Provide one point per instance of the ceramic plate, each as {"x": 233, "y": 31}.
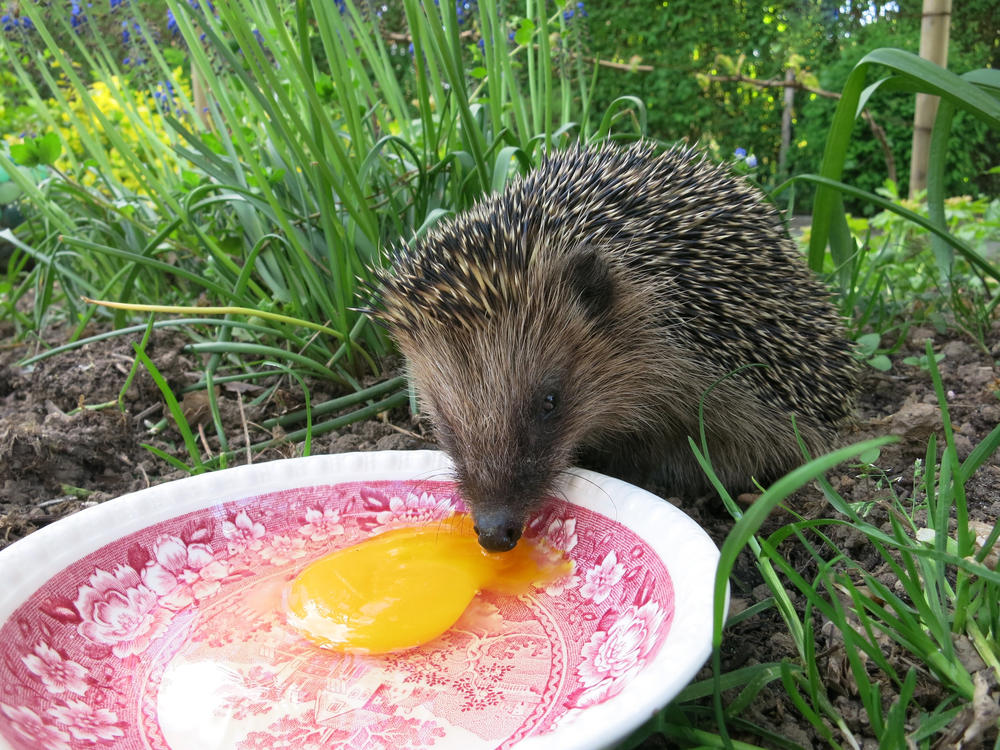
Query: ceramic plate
{"x": 154, "y": 620}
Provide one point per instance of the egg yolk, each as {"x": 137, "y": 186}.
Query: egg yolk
{"x": 406, "y": 587}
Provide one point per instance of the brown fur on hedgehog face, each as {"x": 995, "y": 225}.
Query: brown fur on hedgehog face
{"x": 515, "y": 396}
{"x": 584, "y": 312}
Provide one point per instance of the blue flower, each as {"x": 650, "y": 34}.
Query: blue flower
{"x": 463, "y": 9}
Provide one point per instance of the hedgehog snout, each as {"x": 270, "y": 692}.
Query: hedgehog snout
{"x": 498, "y": 529}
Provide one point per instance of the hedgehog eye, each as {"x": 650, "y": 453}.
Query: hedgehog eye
{"x": 548, "y": 405}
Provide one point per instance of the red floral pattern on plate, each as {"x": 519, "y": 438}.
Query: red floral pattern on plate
{"x": 174, "y": 637}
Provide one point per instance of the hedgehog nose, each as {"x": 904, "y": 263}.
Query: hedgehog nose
{"x": 497, "y": 531}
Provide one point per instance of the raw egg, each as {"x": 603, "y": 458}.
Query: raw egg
{"x": 406, "y": 587}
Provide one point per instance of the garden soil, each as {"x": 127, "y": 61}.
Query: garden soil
{"x": 70, "y": 438}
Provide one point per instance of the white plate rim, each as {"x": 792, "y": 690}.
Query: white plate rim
{"x": 674, "y": 536}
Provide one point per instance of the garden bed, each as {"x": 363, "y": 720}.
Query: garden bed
{"x": 57, "y": 458}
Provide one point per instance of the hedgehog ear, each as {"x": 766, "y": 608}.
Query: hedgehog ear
{"x": 589, "y": 277}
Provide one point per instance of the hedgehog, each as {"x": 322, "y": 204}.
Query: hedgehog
{"x": 592, "y": 309}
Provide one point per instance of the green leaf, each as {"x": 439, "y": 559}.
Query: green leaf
{"x": 49, "y": 148}
{"x": 523, "y": 34}
{"x": 24, "y": 154}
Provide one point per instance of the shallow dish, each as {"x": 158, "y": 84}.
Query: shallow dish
{"x": 154, "y": 620}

- - -

## [Brief]
Could you give all the entries above as a two-column CSV with the columns "prompt" and "points," one row per entry, putting its text and its answer each in a single quoted field with line breaks replaced by spaces? Leave the pictures out.

## [Response for this exercise]
prompt,points
"Provide one point per instance of the ceramic plate, each as {""x"": 233, ""y"": 31}. Query: ceramic plate","{""x"": 154, ""y"": 620}"
"Provide one point per instance of the egg yolk, each as {""x"": 137, ""y"": 186}. Query: egg yolk","{""x"": 406, ""y"": 587}"
"Provide one point per instance of the brown fur on hedgehog face, each as {""x"": 995, ""y"": 225}. Query: brown fur on hedgehog face","{""x"": 515, ""y"": 396} {""x"": 584, ""y"": 312}"
"Provide one point per instance of the blue flower, each as {""x"": 650, ""y"": 34}. Query: blue flower","{""x"": 463, ""y"": 9}"
"Provide one point per instance of the hedgehog snout, each as {""x"": 270, ""y"": 692}. Query: hedgehog snout","{""x"": 498, ""y"": 529}"
"Provide one point per instance of the hedgehog eye, each as {""x"": 650, ""y"": 453}. Query: hedgehog eye","{""x"": 548, ""y"": 405}"
"Provide one point per instance of the red floral pattern on plate, each as {""x"": 519, ""y"": 438}. Query: red floral pattern on plate","{""x"": 174, ""y"": 637}"
"Provide one point per instance of the hedgehog nose, each as {""x"": 904, ""y"": 263}. Query: hedgehog nose","{""x"": 497, ""y"": 531}"
"Provide one point per instance of the raw egg, each as {""x"": 603, ""y"": 458}. Query: raw egg","{""x"": 406, ""y"": 587}"
"Provide one point per instance of the garden soil, each as {""x"": 127, ""y"": 61}. Query: garden soil","{""x"": 70, ""y"": 438}"
"Provide one point per instance of the white plate rim, each as {""x"": 792, ""y"": 690}. Query: white plate rim","{""x"": 674, ""y"": 536}"
"Provide one point per instance of the garden bed, each as {""x"": 363, ""y"": 720}. Query: garden bed","{""x"": 57, ""y"": 458}"
"Provide one point per instance of the hedgehog ear, each as {""x"": 766, ""y"": 608}. Query: hedgehog ear","{""x"": 589, ""y"": 277}"
"Provide one point per instance of the hedgehog, each as {""x"": 322, ""y"": 204}. Query: hedgehog","{""x"": 592, ""y"": 309}"
"Provide one point per instance of the green leaf, each as {""x"": 439, ""y"": 559}. Query: green leaf","{""x"": 49, ""y"": 148} {""x"": 523, ""y"": 34} {""x"": 24, ""y"": 154}"
"Provide one point per instance of the shallow dish, each as {""x"": 158, ""y"": 84}. Query: shallow dish","{""x"": 154, ""y"": 620}"